> **YOUR ASSIGNMENT**
Copy the lines from the start of the records below through the line containing "Target = white wall", both included, and leave out the pictures.

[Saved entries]
=== Begin Enclosure ===

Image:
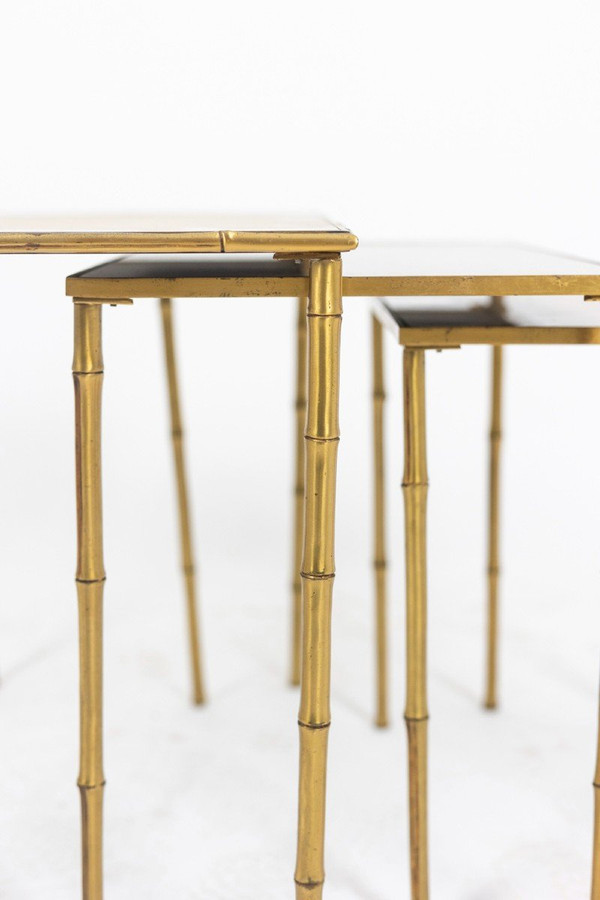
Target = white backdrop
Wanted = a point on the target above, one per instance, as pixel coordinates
(429, 120)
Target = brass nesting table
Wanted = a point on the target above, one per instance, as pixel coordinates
(308, 266)
(387, 270)
(319, 244)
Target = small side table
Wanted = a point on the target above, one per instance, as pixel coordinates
(316, 276)
(446, 272)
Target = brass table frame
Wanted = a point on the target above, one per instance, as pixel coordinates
(415, 340)
(319, 285)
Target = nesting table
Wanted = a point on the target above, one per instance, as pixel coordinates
(385, 270)
(319, 243)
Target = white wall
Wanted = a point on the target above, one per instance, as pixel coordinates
(432, 119)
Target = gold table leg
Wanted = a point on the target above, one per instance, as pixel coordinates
(595, 895)
(379, 562)
(298, 490)
(324, 320)
(414, 487)
(187, 553)
(90, 577)
(491, 698)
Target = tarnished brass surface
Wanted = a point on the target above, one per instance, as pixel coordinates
(322, 437)
(379, 559)
(187, 551)
(173, 234)
(90, 576)
(595, 895)
(491, 688)
(298, 524)
(415, 485)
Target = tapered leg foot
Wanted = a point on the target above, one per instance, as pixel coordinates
(380, 560)
(491, 678)
(187, 553)
(322, 437)
(414, 485)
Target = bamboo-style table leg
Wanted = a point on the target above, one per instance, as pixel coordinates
(187, 553)
(491, 680)
(87, 377)
(414, 487)
(324, 320)
(298, 490)
(379, 561)
(595, 895)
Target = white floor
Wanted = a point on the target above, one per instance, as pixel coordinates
(200, 803)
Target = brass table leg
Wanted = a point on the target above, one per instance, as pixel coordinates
(491, 698)
(187, 553)
(595, 895)
(379, 562)
(87, 377)
(324, 320)
(414, 486)
(298, 490)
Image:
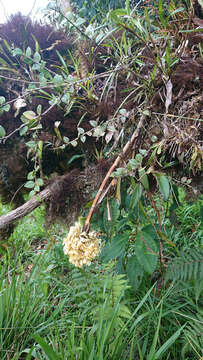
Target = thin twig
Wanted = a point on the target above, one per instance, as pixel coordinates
(129, 145)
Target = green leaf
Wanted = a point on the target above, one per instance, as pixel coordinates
(144, 179)
(116, 248)
(28, 115)
(23, 130)
(28, 52)
(168, 343)
(74, 157)
(39, 109)
(93, 123)
(17, 51)
(135, 197)
(39, 182)
(31, 175)
(74, 143)
(66, 140)
(2, 100)
(83, 138)
(51, 354)
(58, 80)
(37, 57)
(30, 184)
(164, 185)
(2, 131)
(146, 251)
(81, 131)
(134, 271)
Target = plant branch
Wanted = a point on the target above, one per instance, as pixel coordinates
(131, 143)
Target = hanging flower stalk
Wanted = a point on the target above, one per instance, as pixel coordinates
(81, 247)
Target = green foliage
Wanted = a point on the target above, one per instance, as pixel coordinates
(188, 266)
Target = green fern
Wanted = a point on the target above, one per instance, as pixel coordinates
(188, 266)
(193, 335)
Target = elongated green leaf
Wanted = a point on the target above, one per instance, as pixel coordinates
(2, 131)
(146, 251)
(168, 343)
(51, 354)
(136, 195)
(134, 271)
(164, 185)
(115, 248)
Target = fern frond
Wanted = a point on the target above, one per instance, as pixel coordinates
(189, 266)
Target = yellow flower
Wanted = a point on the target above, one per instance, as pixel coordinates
(81, 247)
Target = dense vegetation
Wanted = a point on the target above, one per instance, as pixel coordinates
(101, 116)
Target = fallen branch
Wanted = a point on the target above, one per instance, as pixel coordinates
(131, 143)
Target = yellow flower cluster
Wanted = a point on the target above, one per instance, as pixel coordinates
(81, 247)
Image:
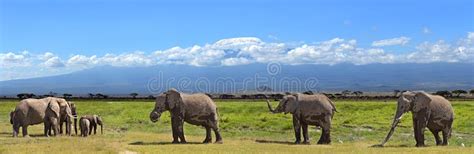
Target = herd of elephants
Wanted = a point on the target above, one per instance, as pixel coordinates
(429, 111)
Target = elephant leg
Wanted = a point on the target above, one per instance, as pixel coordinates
(181, 132)
(305, 133)
(297, 127)
(208, 138)
(419, 127)
(326, 131)
(215, 128)
(436, 135)
(174, 130)
(47, 128)
(61, 127)
(446, 133)
(16, 130)
(75, 125)
(95, 129)
(24, 130)
(55, 126)
(90, 129)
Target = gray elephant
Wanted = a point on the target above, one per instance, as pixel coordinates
(84, 125)
(35, 111)
(66, 119)
(94, 121)
(196, 109)
(308, 110)
(432, 111)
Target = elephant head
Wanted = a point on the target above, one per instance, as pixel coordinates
(65, 112)
(165, 102)
(408, 101)
(98, 120)
(288, 104)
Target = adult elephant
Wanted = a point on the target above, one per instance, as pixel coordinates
(432, 111)
(196, 109)
(35, 111)
(94, 120)
(308, 110)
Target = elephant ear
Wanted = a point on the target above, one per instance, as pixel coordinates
(95, 119)
(421, 101)
(174, 98)
(53, 107)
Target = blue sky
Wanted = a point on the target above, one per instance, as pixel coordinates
(137, 33)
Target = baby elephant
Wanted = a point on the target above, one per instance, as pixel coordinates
(84, 125)
(94, 120)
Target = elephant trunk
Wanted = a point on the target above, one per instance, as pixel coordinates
(269, 106)
(75, 124)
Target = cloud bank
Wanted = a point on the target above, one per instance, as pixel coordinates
(247, 50)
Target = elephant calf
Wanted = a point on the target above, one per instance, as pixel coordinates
(308, 110)
(94, 121)
(84, 125)
(196, 109)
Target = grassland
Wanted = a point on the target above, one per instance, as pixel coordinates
(246, 126)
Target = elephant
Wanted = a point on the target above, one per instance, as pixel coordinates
(307, 110)
(432, 111)
(195, 109)
(35, 111)
(65, 119)
(84, 125)
(94, 121)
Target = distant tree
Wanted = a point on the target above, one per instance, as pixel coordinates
(66, 95)
(25, 95)
(309, 92)
(264, 89)
(459, 92)
(134, 95)
(99, 95)
(357, 93)
(444, 93)
(151, 97)
(395, 93)
(345, 93)
(227, 96)
(52, 94)
(91, 95)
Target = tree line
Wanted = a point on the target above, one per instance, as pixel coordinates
(342, 94)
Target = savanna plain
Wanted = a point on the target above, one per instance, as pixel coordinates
(246, 126)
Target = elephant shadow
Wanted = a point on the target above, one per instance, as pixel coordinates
(161, 143)
(391, 146)
(274, 142)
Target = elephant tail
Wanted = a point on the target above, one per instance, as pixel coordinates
(12, 116)
(333, 106)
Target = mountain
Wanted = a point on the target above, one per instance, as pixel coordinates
(247, 78)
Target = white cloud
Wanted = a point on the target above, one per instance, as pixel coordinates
(10, 59)
(82, 61)
(235, 61)
(426, 30)
(54, 62)
(393, 41)
(247, 50)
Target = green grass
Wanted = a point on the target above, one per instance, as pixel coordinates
(245, 126)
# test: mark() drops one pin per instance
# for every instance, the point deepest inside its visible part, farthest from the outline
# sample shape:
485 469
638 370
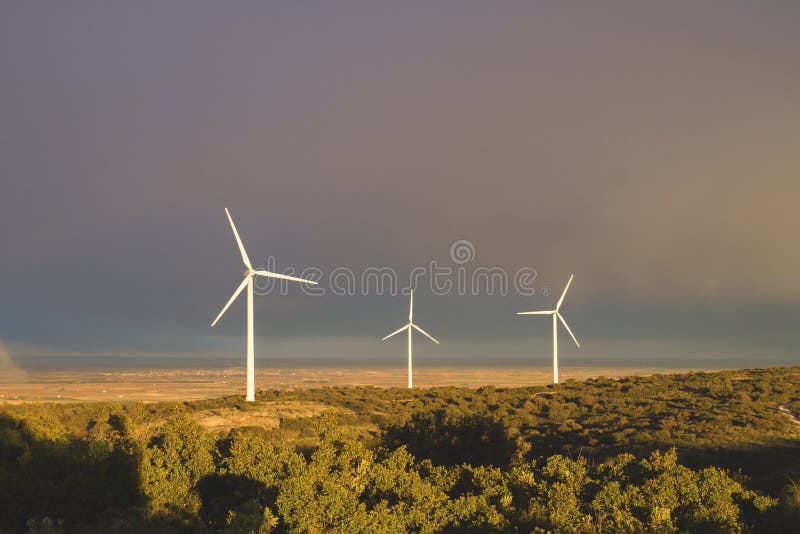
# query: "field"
155 385
694 452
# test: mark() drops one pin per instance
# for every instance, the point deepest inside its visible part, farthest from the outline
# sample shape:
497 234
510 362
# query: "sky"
652 149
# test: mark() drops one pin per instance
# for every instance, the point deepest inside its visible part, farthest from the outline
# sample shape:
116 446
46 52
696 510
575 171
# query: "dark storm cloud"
653 150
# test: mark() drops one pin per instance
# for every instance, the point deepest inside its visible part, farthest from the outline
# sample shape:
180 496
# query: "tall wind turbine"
411 326
249 274
556 317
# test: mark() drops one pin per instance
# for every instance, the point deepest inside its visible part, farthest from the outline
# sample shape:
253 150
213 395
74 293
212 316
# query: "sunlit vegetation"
703 452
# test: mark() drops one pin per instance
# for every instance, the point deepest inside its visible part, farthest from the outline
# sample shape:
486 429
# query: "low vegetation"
702 452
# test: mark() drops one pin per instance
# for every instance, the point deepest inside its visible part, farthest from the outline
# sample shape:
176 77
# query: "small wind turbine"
249 274
556 316
410 326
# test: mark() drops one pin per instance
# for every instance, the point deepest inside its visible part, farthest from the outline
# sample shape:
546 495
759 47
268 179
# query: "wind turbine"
249 274
410 326
556 317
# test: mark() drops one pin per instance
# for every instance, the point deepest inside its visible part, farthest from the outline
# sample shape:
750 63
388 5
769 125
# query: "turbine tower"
411 326
556 317
249 274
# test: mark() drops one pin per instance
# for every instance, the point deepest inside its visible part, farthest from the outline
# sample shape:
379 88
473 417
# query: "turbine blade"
284 277
245 259
564 294
396 332
230 301
564 322
424 333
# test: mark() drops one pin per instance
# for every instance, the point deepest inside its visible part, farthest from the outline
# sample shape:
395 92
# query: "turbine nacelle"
249 274
410 327
556 317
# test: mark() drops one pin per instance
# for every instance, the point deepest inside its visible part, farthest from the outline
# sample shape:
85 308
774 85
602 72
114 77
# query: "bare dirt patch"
267 415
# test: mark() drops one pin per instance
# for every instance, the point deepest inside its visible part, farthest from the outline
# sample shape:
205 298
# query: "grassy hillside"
698 452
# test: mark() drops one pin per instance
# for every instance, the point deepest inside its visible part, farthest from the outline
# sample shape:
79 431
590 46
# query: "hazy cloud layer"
652 150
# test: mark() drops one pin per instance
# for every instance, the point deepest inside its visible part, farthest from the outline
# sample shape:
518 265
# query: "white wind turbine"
556 317
410 326
249 274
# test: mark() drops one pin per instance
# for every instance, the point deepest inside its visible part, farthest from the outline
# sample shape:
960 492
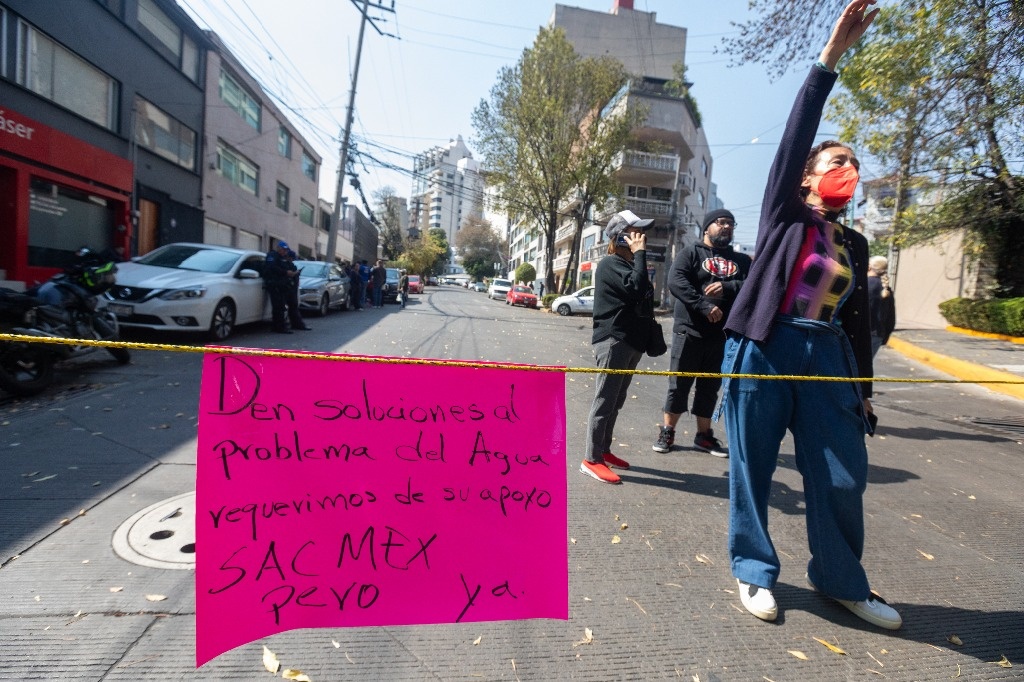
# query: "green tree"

=== End Enclosure ===

> **WRITTEN ANSWER**
Image:
Target = white backdrop
Wanted = a point on the target above, one per instance, as pixel coordinates
(429, 120)
Target = brass nesting table
Wanted = a point on the target above, one per instance, as pixel coordinates
(308, 266)
(387, 270)
(319, 244)
Target = small side table
Wanted = a point on the target above, one per instance, as pixel coordinates
(316, 276)
(446, 272)
Target = brass table frame
Wanted = a point on the target above, one per instance, as pixel coordinates
(415, 340)
(319, 285)
Target = nesting table
Wanted = a point on the target above, one per instance, as pixel coordinates
(385, 270)
(319, 243)
Target = white wall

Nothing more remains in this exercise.